> Problem to work on:
Search the entries below. Return every line that has "target" in it.

> Data provided:
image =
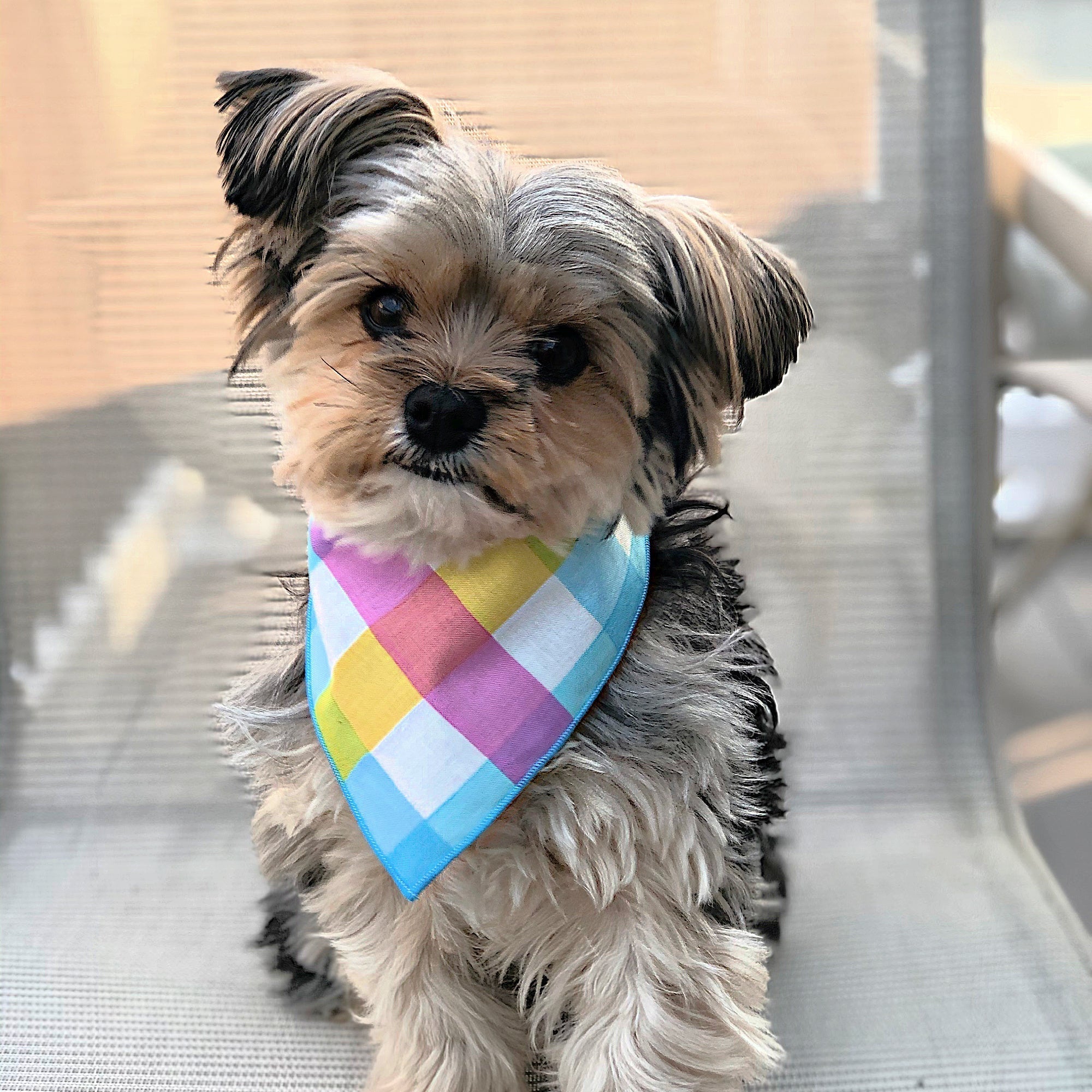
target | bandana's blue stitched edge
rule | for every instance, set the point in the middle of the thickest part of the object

* * *

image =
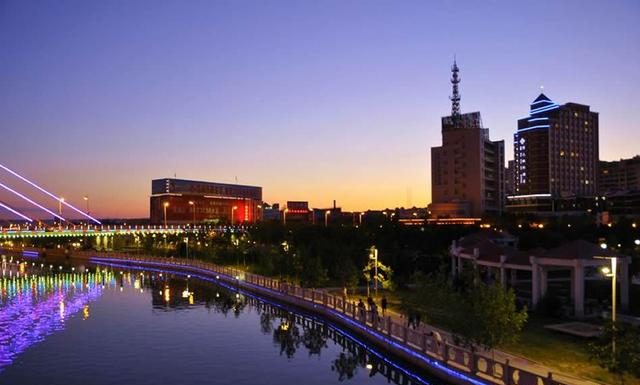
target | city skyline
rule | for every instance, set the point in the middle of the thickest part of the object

==

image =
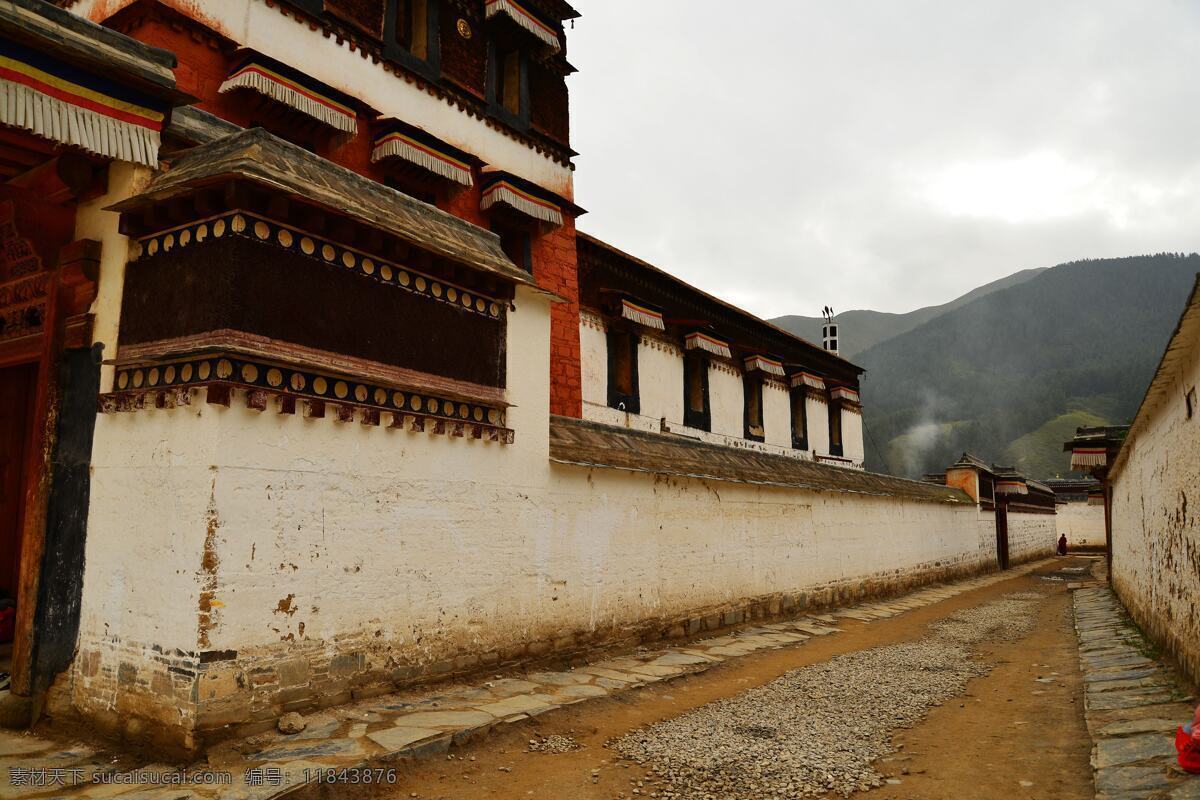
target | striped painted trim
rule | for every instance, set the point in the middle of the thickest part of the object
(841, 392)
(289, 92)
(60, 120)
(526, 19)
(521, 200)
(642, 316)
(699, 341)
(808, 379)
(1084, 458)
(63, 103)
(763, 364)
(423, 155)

> Problem solution:
target | bandana's blue stitched edge
target | city skyline
target | striped painted trim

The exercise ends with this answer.